(begin)

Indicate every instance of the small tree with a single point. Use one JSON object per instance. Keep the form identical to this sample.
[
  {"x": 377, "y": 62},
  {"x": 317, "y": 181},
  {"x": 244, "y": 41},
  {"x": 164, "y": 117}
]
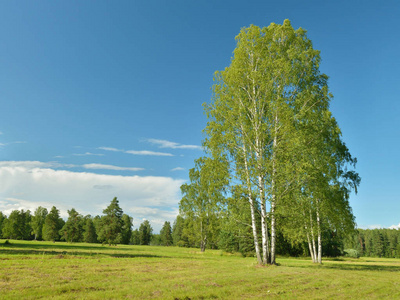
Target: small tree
[
  {"x": 17, "y": 226},
  {"x": 52, "y": 225},
  {"x": 166, "y": 234},
  {"x": 89, "y": 231},
  {"x": 177, "y": 229},
  {"x": 145, "y": 232},
  {"x": 135, "y": 238},
  {"x": 37, "y": 222},
  {"x": 72, "y": 230},
  {"x": 111, "y": 224},
  {"x": 3, "y": 217},
  {"x": 126, "y": 229}
]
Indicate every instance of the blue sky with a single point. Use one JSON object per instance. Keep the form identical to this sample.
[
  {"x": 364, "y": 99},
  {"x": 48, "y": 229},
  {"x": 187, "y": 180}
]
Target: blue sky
[{"x": 104, "y": 98}]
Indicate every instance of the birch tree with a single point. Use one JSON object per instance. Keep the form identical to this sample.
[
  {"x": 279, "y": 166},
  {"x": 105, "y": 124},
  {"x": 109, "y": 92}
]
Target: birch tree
[{"x": 270, "y": 96}]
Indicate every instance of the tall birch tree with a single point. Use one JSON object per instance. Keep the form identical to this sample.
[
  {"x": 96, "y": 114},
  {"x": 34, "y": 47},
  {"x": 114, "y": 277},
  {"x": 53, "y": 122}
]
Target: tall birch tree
[{"x": 270, "y": 96}]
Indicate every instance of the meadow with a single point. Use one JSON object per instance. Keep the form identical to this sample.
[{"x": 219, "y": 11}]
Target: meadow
[{"x": 35, "y": 270}]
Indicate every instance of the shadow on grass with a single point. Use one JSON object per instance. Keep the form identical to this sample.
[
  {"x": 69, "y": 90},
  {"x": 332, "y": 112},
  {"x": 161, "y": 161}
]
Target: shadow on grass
[
  {"x": 64, "y": 250},
  {"x": 353, "y": 267},
  {"x": 64, "y": 246}
]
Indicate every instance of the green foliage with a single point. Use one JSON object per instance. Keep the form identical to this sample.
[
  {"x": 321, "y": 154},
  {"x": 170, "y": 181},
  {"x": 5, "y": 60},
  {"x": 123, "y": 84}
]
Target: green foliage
[
  {"x": 89, "y": 234},
  {"x": 175, "y": 273},
  {"x": 37, "y": 222},
  {"x": 156, "y": 240},
  {"x": 72, "y": 231},
  {"x": 126, "y": 232},
  {"x": 52, "y": 225},
  {"x": 111, "y": 224},
  {"x": 135, "y": 238},
  {"x": 145, "y": 233},
  {"x": 202, "y": 199},
  {"x": 166, "y": 234},
  {"x": 375, "y": 242},
  {"x": 351, "y": 253},
  {"x": 177, "y": 229},
  {"x": 3, "y": 217},
  {"x": 17, "y": 226}
]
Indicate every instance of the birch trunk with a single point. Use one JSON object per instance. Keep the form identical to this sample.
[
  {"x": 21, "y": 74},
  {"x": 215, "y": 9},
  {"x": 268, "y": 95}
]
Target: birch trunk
[
  {"x": 252, "y": 210},
  {"x": 319, "y": 235},
  {"x": 273, "y": 192},
  {"x": 313, "y": 240}
]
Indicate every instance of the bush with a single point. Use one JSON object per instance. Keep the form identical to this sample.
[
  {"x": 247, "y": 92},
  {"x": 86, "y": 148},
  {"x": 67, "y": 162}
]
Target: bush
[{"x": 351, "y": 253}]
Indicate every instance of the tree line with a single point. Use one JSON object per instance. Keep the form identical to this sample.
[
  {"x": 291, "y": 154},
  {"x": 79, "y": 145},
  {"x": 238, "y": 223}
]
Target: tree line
[
  {"x": 382, "y": 242},
  {"x": 114, "y": 227}
]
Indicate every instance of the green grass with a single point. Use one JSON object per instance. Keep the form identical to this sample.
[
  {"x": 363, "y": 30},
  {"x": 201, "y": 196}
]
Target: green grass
[{"x": 34, "y": 270}]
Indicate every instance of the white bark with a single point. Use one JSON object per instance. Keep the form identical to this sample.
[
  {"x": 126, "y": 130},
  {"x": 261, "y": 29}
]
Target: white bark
[
  {"x": 252, "y": 210},
  {"x": 319, "y": 235}
]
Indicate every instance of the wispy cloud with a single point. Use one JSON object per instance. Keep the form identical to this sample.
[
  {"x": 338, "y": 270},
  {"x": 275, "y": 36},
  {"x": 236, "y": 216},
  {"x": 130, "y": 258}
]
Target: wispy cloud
[
  {"x": 177, "y": 169},
  {"x": 110, "y": 167},
  {"x": 110, "y": 149},
  {"x": 172, "y": 145},
  {"x": 146, "y": 152},
  {"x": 88, "y": 193},
  {"x": 10, "y": 143},
  {"x": 32, "y": 164},
  {"x": 29, "y": 165},
  {"x": 88, "y": 154},
  {"x": 136, "y": 152}
]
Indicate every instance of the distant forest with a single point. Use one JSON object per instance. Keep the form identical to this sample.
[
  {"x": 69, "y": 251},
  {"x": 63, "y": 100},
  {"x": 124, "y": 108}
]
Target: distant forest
[{"x": 115, "y": 227}]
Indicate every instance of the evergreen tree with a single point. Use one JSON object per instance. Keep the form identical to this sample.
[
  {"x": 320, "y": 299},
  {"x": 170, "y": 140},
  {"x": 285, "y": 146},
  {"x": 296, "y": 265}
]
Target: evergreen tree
[
  {"x": 177, "y": 229},
  {"x": 111, "y": 224},
  {"x": 17, "y": 226},
  {"x": 72, "y": 231},
  {"x": 38, "y": 222},
  {"x": 89, "y": 231},
  {"x": 3, "y": 218},
  {"x": 126, "y": 229},
  {"x": 203, "y": 197},
  {"x": 52, "y": 225},
  {"x": 145, "y": 233},
  {"x": 135, "y": 238},
  {"x": 166, "y": 234}
]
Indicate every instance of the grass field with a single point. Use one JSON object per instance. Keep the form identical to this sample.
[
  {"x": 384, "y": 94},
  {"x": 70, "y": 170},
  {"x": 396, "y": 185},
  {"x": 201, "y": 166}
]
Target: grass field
[{"x": 33, "y": 270}]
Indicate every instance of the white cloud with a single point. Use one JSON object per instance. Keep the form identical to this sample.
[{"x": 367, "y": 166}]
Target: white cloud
[
  {"x": 145, "y": 152},
  {"x": 88, "y": 154},
  {"x": 375, "y": 226},
  {"x": 136, "y": 152},
  {"x": 17, "y": 142},
  {"x": 172, "y": 145},
  {"x": 110, "y": 167},
  {"x": 27, "y": 185},
  {"x": 178, "y": 169},
  {"x": 29, "y": 164},
  {"x": 110, "y": 149}
]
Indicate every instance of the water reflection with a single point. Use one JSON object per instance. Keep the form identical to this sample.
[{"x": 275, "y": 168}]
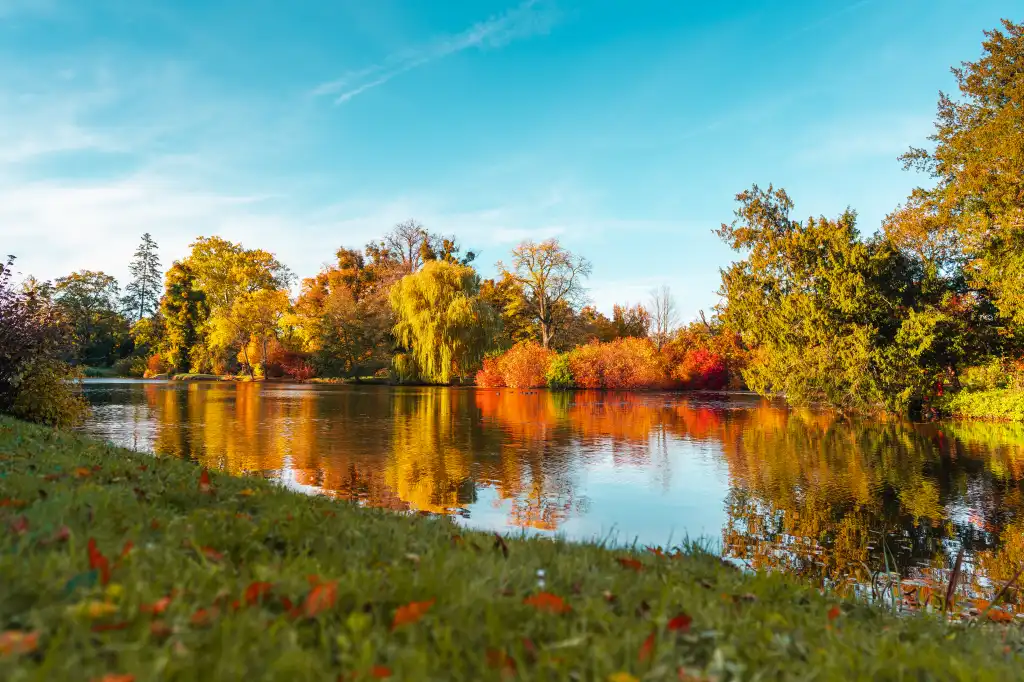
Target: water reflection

(end)

Exercise >> Print all of the rows above verbatim, leaving out the pictures.

Response to the exercise >>
Indicate every instance of the small tree with a single point. Use one JSON object per instance. Keep the form identical to this sample.
[
  {"x": 377, "y": 62},
  {"x": 317, "y": 181},
  {"x": 244, "y": 41},
  {"x": 164, "y": 117}
]
Target: small tree
[
  {"x": 17, "y": 226},
  {"x": 52, "y": 225},
  {"x": 166, "y": 234},
  {"x": 89, "y": 231},
  {"x": 177, "y": 229},
  {"x": 145, "y": 232},
  {"x": 135, "y": 238},
  {"x": 37, "y": 222},
  {"x": 72, "y": 230},
  {"x": 111, "y": 224},
  {"x": 3, "y": 217},
  {"x": 126, "y": 229}
]
Indicate every instance of the blue sky with a single point. Use one JSON object per instance. Keep the form identical to this sample.
[
  {"x": 364, "y": 99},
  {"x": 48, "y": 229},
  {"x": 187, "y": 180}
]
Target: blue sky
[{"x": 104, "y": 98}]
Indicate every instance of the birch tree with a single point. Use one JSON object per instance. Keep the form identical to this sample.
[
  {"x": 279, "y": 166},
  {"x": 105, "y": 124},
  {"x": 109, "y": 92}
]
Target: birch tree
[{"x": 270, "y": 96}]
Indicate every instance of the tall birch tree with a single point. Use one JSON object per instance. Keep the form identical to this sample.
[
  {"x": 96, "y": 114},
  {"x": 34, "y": 47},
  {"x": 114, "y": 277},
  {"x": 53, "y": 122}
]
Target: tall birch tree
[{"x": 270, "y": 96}]
Indicate every instance of the meadow with a single point. Use one JSON object per instance. Keep the form identical to this sample.
[{"x": 219, "y": 11}]
Target: meadow
[{"x": 35, "y": 270}]
Indicate every instance of the shadow on grass with a single point. Use one JSON object per instance. Keep the form identical to this sample.
[
  {"x": 69, "y": 90},
  {"x": 332, "y": 112},
  {"x": 161, "y": 161}
]
Target: shadow on grass
[
  {"x": 64, "y": 250},
  {"x": 353, "y": 267},
  {"x": 64, "y": 246}
]
Indicate every instance of the green foliage with a single point. Use one JSON object per instance. Keep the form identical to this sample.
[
  {"x": 321, "y": 154},
  {"x": 170, "y": 181},
  {"x": 5, "y": 60},
  {"x": 123, "y": 84}
]
Target: green foliage
[
  {"x": 89, "y": 234},
  {"x": 175, "y": 273},
  {"x": 37, "y": 222},
  {"x": 156, "y": 240},
  {"x": 72, "y": 231},
  {"x": 126, "y": 232},
  {"x": 52, "y": 225},
  {"x": 111, "y": 224},
  {"x": 135, "y": 238},
  {"x": 145, "y": 233},
  {"x": 202, "y": 199},
  {"x": 166, "y": 234},
  {"x": 375, "y": 242},
  {"x": 351, "y": 253},
  {"x": 177, "y": 229},
  {"x": 3, "y": 217},
  {"x": 17, "y": 226}
]
Indicate every instance of the birch trunk with a single point. Use one JSON object per instance. Keep the form identical to this sample.
[
  {"x": 21, "y": 74},
  {"x": 215, "y": 9},
  {"x": 268, "y": 95}
]
Target: birch trunk
[
  {"x": 252, "y": 210},
  {"x": 319, "y": 235},
  {"x": 273, "y": 192},
  {"x": 313, "y": 240}
]
Indicate every instance of the bush with a single point. Use one JSON object per instance. Keep the form identical to this sample.
[
  {"x": 247, "y": 92},
  {"x": 86, "y": 148},
  {"x": 67, "y": 162}
]
Target: bush
[{"x": 351, "y": 253}]
Indicate every instance of the tree line with a single point. Use one JSON object per instance. Keep the form identical to this sample.
[
  {"x": 291, "y": 154},
  {"x": 79, "y": 145},
  {"x": 238, "y": 223}
]
Target: tree line
[
  {"x": 382, "y": 242},
  {"x": 114, "y": 227}
]
Indicate every instance of the green grass with a single point. Use one JSON object per instance. Keep the form identical to this sample.
[
  {"x": 363, "y": 30},
  {"x": 201, "y": 196}
]
Target: green grass
[{"x": 34, "y": 270}]
Indicate every instance of the white bark with a single point. Use one JSON object per instance. Keep the form identical to this sample.
[
  {"x": 126, "y": 130},
  {"x": 261, "y": 29}
]
Target: white bark
[
  {"x": 252, "y": 210},
  {"x": 319, "y": 235}
]
Indicate every instance of the wispy cloud with a single point. Use one JSON object per instance. Keep the form identical to this sample.
[
  {"x": 338, "y": 270},
  {"x": 275, "y": 36},
  {"x": 236, "y": 216},
  {"x": 130, "y": 258}
]
Target: wispy cloud
[
  {"x": 177, "y": 169},
  {"x": 110, "y": 167},
  {"x": 110, "y": 149},
  {"x": 172, "y": 145},
  {"x": 146, "y": 152},
  {"x": 88, "y": 193},
  {"x": 10, "y": 143},
  {"x": 32, "y": 164},
  {"x": 29, "y": 165},
  {"x": 88, "y": 154},
  {"x": 136, "y": 152}
]
Indicate every instance of the distant forest with a single point. Use one JSON object per instance. Keep the form identical to this sample.
[
  {"x": 69, "y": 251},
  {"x": 63, "y": 100},
  {"x": 124, "y": 108}
]
Target: distant forest
[{"x": 115, "y": 227}]
Indicate every instance of the evergreen tree with a single point. Use one JSON object per instance. Keep the form identical to this sample.
[
  {"x": 320, "y": 299},
  {"x": 170, "y": 140},
  {"x": 285, "y": 146},
  {"x": 296, "y": 265}
]
Target: evergreen tree
[
  {"x": 177, "y": 229},
  {"x": 111, "y": 224},
  {"x": 17, "y": 226},
  {"x": 72, "y": 231},
  {"x": 38, "y": 222},
  {"x": 89, "y": 231},
  {"x": 3, "y": 218},
  {"x": 126, "y": 229},
  {"x": 203, "y": 197},
  {"x": 52, "y": 225},
  {"x": 145, "y": 233},
  {"x": 135, "y": 238},
  {"x": 166, "y": 234}
]
Indicate every instance of the grass field with a single point. Use one JSON object per instance. Keep the form identical to this sample.
[
  {"x": 384, "y": 94},
  {"x": 70, "y": 170},
  {"x": 396, "y": 185},
  {"x": 201, "y": 166}
]
Target: grass field
[{"x": 33, "y": 270}]
Indicate every instance of the white cloud with a single point. Use one JSON object per instance. Keep the form identical to this sample.
[{"x": 367, "y": 166}]
Target: white cloud
[
  {"x": 145, "y": 152},
  {"x": 88, "y": 154},
  {"x": 375, "y": 226},
  {"x": 136, "y": 152},
  {"x": 17, "y": 142},
  {"x": 172, "y": 145},
  {"x": 110, "y": 167},
  {"x": 27, "y": 185},
  {"x": 178, "y": 169},
  {"x": 29, "y": 164},
  {"x": 110, "y": 149}
]
Indicate every instance of the water reflection with a single point. Use one JSON object per instance. Keep the form identical to this sample.
[{"x": 275, "y": 168}]
Target: water reflection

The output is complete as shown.